/---

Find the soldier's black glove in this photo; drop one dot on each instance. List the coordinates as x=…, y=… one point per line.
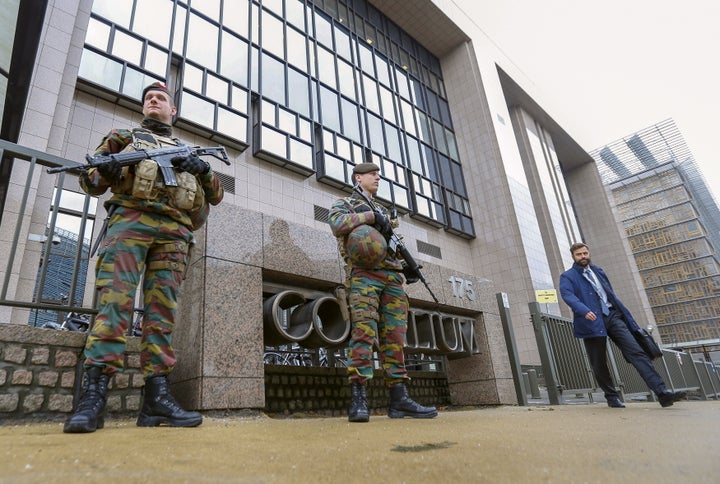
x=191, y=164
x=110, y=171
x=382, y=224
x=411, y=276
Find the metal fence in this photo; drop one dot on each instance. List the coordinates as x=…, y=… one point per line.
x=566, y=368
x=42, y=270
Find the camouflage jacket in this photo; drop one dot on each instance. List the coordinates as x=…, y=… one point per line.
x=348, y=213
x=116, y=141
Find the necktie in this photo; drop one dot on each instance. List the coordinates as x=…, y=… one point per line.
x=590, y=276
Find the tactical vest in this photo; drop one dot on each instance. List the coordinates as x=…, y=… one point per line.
x=144, y=180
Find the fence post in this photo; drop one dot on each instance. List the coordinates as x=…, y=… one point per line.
x=545, y=350
x=504, y=308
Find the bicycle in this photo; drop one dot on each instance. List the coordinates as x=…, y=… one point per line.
x=73, y=321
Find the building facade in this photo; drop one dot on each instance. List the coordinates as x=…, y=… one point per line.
x=673, y=227
x=490, y=189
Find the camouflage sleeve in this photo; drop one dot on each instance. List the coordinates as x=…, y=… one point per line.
x=343, y=219
x=212, y=187
x=114, y=142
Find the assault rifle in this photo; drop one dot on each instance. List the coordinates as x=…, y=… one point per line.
x=162, y=156
x=411, y=269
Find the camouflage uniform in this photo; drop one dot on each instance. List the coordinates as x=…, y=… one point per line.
x=378, y=302
x=148, y=239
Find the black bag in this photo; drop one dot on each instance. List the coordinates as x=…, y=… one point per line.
x=647, y=343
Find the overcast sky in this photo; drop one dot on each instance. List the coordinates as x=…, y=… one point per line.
x=604, y=70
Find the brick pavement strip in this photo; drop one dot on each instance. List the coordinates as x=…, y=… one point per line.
x=567, y=443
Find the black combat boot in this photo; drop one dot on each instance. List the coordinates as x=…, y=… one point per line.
x=358, y=405
x=88, y=415
x=159, y=407
x=401, y=405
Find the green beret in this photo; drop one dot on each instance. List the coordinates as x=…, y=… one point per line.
x=156, y=86
x=362, y=168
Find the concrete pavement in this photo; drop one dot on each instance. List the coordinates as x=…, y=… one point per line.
x=535, y=444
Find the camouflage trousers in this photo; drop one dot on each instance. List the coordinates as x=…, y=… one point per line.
x=138, y=245
x=378, y=309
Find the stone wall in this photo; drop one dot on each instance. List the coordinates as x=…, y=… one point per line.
x=37, y=373
x=326, y=391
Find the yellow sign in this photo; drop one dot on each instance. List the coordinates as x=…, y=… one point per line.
x=546, y=295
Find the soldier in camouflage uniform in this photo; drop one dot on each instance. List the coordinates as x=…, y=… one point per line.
x=378, y=305
x=148, y=236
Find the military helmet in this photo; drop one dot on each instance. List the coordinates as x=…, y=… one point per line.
x=366, y=247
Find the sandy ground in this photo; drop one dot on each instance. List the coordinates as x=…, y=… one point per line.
x=535, y=444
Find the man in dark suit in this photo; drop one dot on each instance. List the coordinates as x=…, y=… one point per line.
x=599, y=314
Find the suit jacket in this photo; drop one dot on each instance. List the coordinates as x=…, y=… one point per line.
x=580, y=295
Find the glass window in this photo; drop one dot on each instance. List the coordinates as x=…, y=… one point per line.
x=388, y=105
x=127, y=48
x=408, y=117
x=393, y=142
x=274, y=142
x=375, y=134
x=439, y=132
x=305, y=129
x=343, y=44
x=134, y=82
x=273, y=5
x=273, y=79
x=203, y=38
x=239, y=99
x=273, y=35
x=422, y=122
x=287, y=121
x=193, y=78
x=371, y=96
x=232, y=124
x=100, y=70
x=217, y=89
x=326, y=67
x=347, y=79
x=146, y=18
x=211, y=8
x=329, y=106
x=156, y=61
x=296, y=49
x=298, y=92
x=366, y=58
x=178, y=45
x=98, y=35
x=234, y=59
x=383, y=73
x=235, y=17
x=323, y=30
x=117, y=11
x=295, y=13
x=402, y=83
x=267, y=112
x=300, y=153
x=351, y=126
x=197, y=110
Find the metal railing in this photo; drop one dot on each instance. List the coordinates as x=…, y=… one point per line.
x=566, y=367
x=28, y=217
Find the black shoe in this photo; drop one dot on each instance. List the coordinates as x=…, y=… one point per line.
x=668, y=398
x=159, y=407
x=358, y=405
x=401, y=405
x=89, y=414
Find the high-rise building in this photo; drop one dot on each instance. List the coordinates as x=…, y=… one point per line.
x=672, y=223
x=490, y=189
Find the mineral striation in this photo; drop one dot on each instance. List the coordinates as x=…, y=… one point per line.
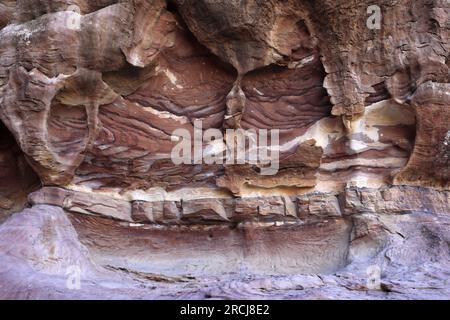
x=92, y=204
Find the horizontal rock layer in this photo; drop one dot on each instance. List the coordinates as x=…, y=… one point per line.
x=92, y=93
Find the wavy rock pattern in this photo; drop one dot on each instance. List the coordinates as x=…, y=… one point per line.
x=92, y=91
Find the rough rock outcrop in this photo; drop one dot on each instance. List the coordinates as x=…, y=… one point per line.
x=92, y=93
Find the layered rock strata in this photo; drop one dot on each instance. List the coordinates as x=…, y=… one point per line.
x=91, y=93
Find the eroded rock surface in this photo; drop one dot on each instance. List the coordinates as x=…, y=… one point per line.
x=91, y=93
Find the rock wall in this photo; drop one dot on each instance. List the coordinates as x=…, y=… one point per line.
x=91, y=93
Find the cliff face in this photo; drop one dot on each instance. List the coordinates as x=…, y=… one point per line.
x=358, y=92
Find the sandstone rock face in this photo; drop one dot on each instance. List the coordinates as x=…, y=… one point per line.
x=92, y=94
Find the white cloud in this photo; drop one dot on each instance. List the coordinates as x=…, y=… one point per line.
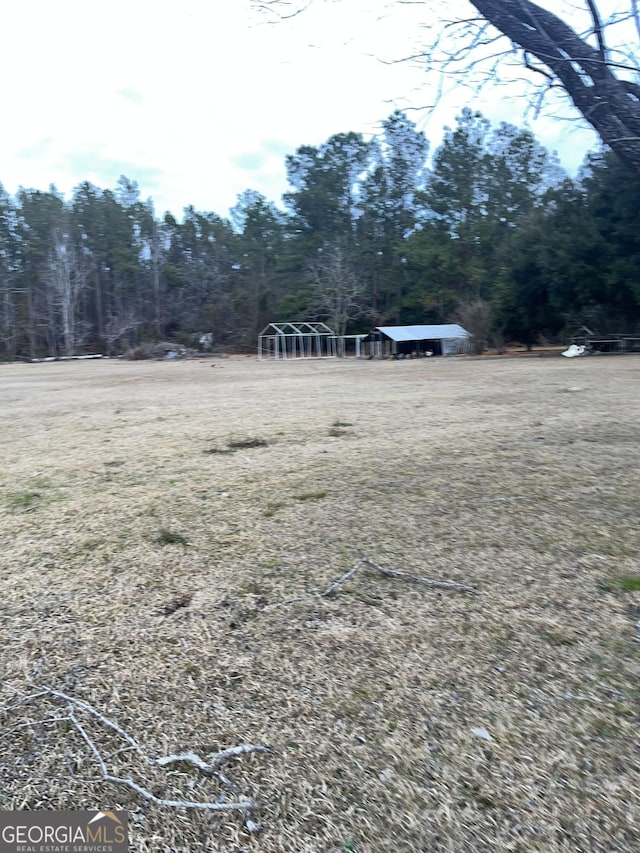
x=202, y=100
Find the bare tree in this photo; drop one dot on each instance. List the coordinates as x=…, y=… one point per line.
x=602, y=82
x=474, y=315
x=67, y=280
x=336, y=289
x=587, y=51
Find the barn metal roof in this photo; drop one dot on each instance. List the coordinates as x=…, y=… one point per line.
x=423, y=333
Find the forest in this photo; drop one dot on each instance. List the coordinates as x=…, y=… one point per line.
x=487, y=230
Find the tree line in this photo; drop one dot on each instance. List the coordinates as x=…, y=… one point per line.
x=489, y=231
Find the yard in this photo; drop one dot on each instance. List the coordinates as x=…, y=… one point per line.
x=169, y=528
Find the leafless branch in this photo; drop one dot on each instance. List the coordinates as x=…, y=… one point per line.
x=404, y=576
x=210, y=767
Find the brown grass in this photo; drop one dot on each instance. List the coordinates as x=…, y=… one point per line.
x=518, y=477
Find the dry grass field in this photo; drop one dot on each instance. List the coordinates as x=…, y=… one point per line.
x=168, y=530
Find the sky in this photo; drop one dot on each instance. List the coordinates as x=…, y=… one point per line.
x=200, y=100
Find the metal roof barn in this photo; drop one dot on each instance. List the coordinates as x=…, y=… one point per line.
x=444, y=339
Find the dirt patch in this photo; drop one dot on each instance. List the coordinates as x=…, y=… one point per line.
x=178, y=592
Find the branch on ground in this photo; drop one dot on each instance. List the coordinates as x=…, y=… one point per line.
x=210, y=767
x=403, y=576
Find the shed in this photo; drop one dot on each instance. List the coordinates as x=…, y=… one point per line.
x=403, y=341
x=302, y=339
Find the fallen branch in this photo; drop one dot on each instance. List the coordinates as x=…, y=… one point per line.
x=392, y=573
x=209, y=767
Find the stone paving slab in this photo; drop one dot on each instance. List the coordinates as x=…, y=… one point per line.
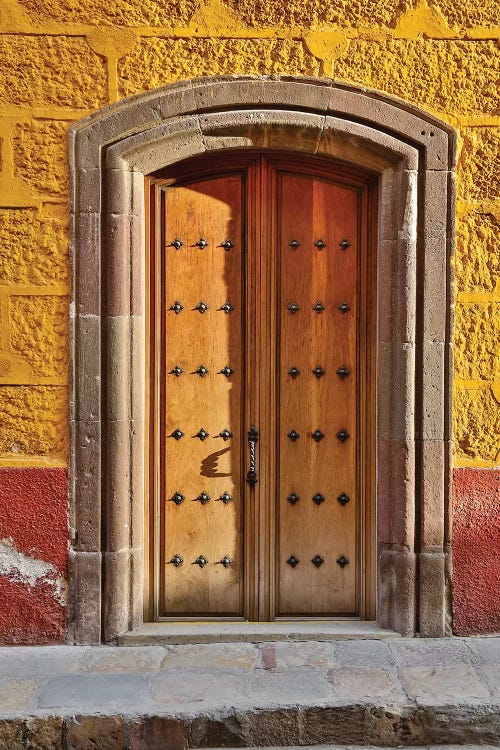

\---

* Task instructions
Give back all of the data exactly, but not the pictures.

* Task solution
Find the soldier's black glove in this photo; drop one dot on each instance. List the coordinates as x=…, y=… one point per line.
x=191, y=164
x=110, y=171
x=382, y=224
x=411, y=276
Find the metal fence in this photo; drop one dot on each instance. List the coordinates as x=…, y=… one point per line.
x=566, y=368
x=42, y=270
Find the camouflage jacket in this photo; drop one dot on each instance. List the coordinates as x=…, y=… one point per line.
x=348, y=213
x=116, y=141
Find the necktie in this photo; drop one dot on each instance. List the coordinates as x=…, y=… one point per line.
x=590, y=276
Find the tactical vest in this photo; drop one dot on each instance. List the coordinates as x=…, y=… one point per line.
x=144, y=180
Find the fence post in this photo; drop one dot on each instance. List the coordinates as x=…, y=… one point per line.
x=545, y=350
x=504, y=308
Find the bicycle in this photo; drop one dot on each instance. List the coordinates as x=…, y=… one point per line.
x=73, y=321
Find the building facade in this photo; drop one dot on each instance. List the coordinates as x=…, y=… one point per line.
x=673, y=227
x=490, y=189
Find the camouflage sleeve in this photo; drop one dot on each instance. List the coordinates as x=…, y=… one point per line.
x=343, y=219
x=212, y=187
x=114, y=142
Find the assault rifle in this photo; drop one dot on each instance. List the coordinates as x=…, y=… one point per line.
x=162, y=156
x=411, y=269
Find the camouflage uniform in this photo; drop one dot on each instance. List the coordinates as x=…, y=… one point per line.
x=378, y=302
x=148, y=239
Find the black bag in this photo; drop one dot on each instance. List the coordinates as x=…, y=… one point per line.
x=647, y=343
Find the overcast sky in this photo; drop one dot on each instance. List the coordinates as x=…, y=… one point per line.
x=604, y=70
Find the brick pavement strip in this photo; drop one dot on each instance. List the coordinates as x=…, y=… one point per line.
x=567, y=443
Find the black combat boot in this photo; drop one dot on each instance. List the coordinates as x=…, y=… one point per line.
x=358, y=405
x=88, y=415
x=159, y=407
x=401, y=405
Find the green beret in this photo; drop one dot on each instance. List the coordinates as x=…, y=… one point per line.
x=156, y=86
x=362, y=168
Find the concrete pavement in this photo; drop one dot on each instance. List the coordinates as x=…, y=… one point per line.
x=535, y=444
Find the camouflage trousers in this photo; drop one dot on each instance. List the coordinates as x=…, y=… one point per line.
x=138, y=245
x=378, y=309
Find the stone wall in this photo; drop one dot on each instance. List the coordinates as x=…, y=… one point per line.
x=37, y=373
x=326, y=391
Find the yellow sign in this photo; drop one dot on each instance. List the coordinates as x=…, y=… one point per line.
x=546, y=295
Find the soldier in camouflage uniform in this photo; drop one dot on each instance. List the coordinates as x=…, y=… one point per line.
x=378, y=305
x=148, y=236
Find the military helmet in this photo; drop one dot on each instance. List the coordinates as x=…, y=… one point per line.
x=366, y=247
Find the sandy ground in this photo; drop one dot on each instance. List the coordinates as x=…, y=… one point per line.
x=535, y=444
Find the man in dark suit in this photo; drop one dot on each instance. List the coordinates as x=…, y=… one point per line.
x=599, y=314
Find the suit jacket in this photo; drop one dot on each instance. List the coordinates as x=…, y=… one point per line.
x=580, y=295
Find the glass window in this photo; drop one dot on each instance. List the coordinates as x=…, y=… one point per line.
x=388, y=105
x=127, y=48
x=408, y=117
x=393, y=142
x=274, y=142
x=375, y=134
x=439, y=132
x=305, y=129
x=343, y=44
x=134, y=82
x=273, y=5
x=273, y=79
x=203, y=38
x=239, y=99
x=273, y=35
x=422, y=122
x=287, y=121
x=193, y=78
x=371, y=96
x=232, y=124
x=100, y=70
x=217, y=89
x=326, y=67
x=347, y=79
x=146, y=18
x=211, y=8
x=329, y=106
x=156, y=61
x=296, y=49
x=298, y=92
x=366, y=58
x=178, y=45
x=98, y=35
x=234, y=59
x=383, y=73
x=235, y=17
x=323, y=30
x=117, y=11
x=295, y=13
x=402, y=83
x=267, y=112
x=300, y=153
x=351, y=126
x=197, y=110
Find the metal railing in this photo; drop one dot on each instance. List the coordinates as x=…, y=… one point per line.
x=566, y=367
x=28, y=217
Find the black shoe in this photo; drop one dot on each instance. List the coordinates as x=…, y=… one point per line.
x=668, y=398
x=159, y=407
x=358, y=405
x=401, y=405
x=89, y=414
Find the high-rise building in this photo; drop one dot on each instance. List the coordinates as x=…, y=… one point per line.
x=672, y=223
x=490, y=189
Find the mineral striation in this photo; drop one dot on each instance. List the coordinates as x=…, y=… one point per line.
x=92, y=204
Find the horizontal rock layer in this photo; drop one dot on each instance. List the coordinates as x=…, y=… one point per line.
x=92, y=93
Find the wavy rock pattern in this photo; drop one dot on each instance. List the coordinates as x=…, y=… one point per line.
x=92, y=91
Find the rough rock outcrop in this photo; drop one dot on each instance. List the coordinates as x=…, y=… one point per line.
x=92, y=93
Find the layered rock strata in this photo; drop one dot on each instance. List the coordinates as x=…, y=… one point per line.
x=91, y=93
Find the eroded rock surface in this photo; drop one dot on each instance. List the coordinates as x=…, y=… one point per line.
x=91, y=93
Find the rock wall in this photo; drop one dot on each instance. List the coordinates as x=…, y=… one point per line.
x=91, y=93
Find the cliff face in this photo; drop one dot on each instance. List the coordinates as x=…, y=… one point per line.
x=358, y=92
Find the sandstone rock face in this photo; drop one dot on each instance. List the coordinates as x=…, y=… one point per line.
x=92, y=94
Find the white cloud in this photo; drop one dot on each instance. List the coordinates as x=…, y=… one point per line.
x=202, y=100
Find the bare tree in this photo; drop one dot on each instance. List the coordinates as x=…, y=… one point per line.
x=602, y=82
x=474, y=315
x=67, y=280
x=336, y=289
x=587, y=51
Find the barn metal roof in this photo; drop one dot on each instance. List the coordinates as x=…, y=… one point per line.
x=423, y=333
Find the forest in this photo; drop one dot on each instance. List the coordinates as x=…, y=… one point per line.
x=487, y=230
Find the tree line in this photo; drop one dot on each instance. List the coordinates as x=…, y=… one point per line.
x=489, y=231
Find the yard in this photo; drop one dot on each instance. List the coordinates as x=…, y=… one point per line.
x=169, y=528
Find the leafless branch in this photo; drop one dot on each instance. List the coordinates as x=…, y=… one point per line.
x=404, y=576
x=210, y=767
Find the brown grass in this photo; drop one dot on each instance. List the coordinates as x=…, y=… one point per line.
x=518, y=477
Find the dry grass field in this photo; drop one dot on each instance. List the coordinates as x=…, y=… one point per line.
x=168, y=530
Find the sky in this photo; drop one dot on each instance. List the coordinates as x=…, y=… one point per line.
x=200, y=100
Find the metal roof barn in this photo; drop one dot on each instance. List the coordinates as x=…, y=… one point per line.
x=444, y=339
Find the dirt patch in this photo; drop one dot on each instance. List the coordinates as x=…, y=… one point per line.
x=178, y=592
Find the branch on ground in this photo; drop one dot on each instance. List the coordinates as x=…, y=… one point per line.
x=210, y=767
x=403, y=576
Find the shed in this photo; drop one dot on each instance. List the coordinates as x=…, y=… one point per line.
x=403, y=341
x=302, y=339
Find the fallen branch in this photo; drop one dot on each instance. List the coordinates as x=…, y=… one point per line.
x=392, y=573
x=209, y=767
Find the stone paving slab in this photo; drop one dot on each instance. List the coordinates as x=…, y=… one point per line.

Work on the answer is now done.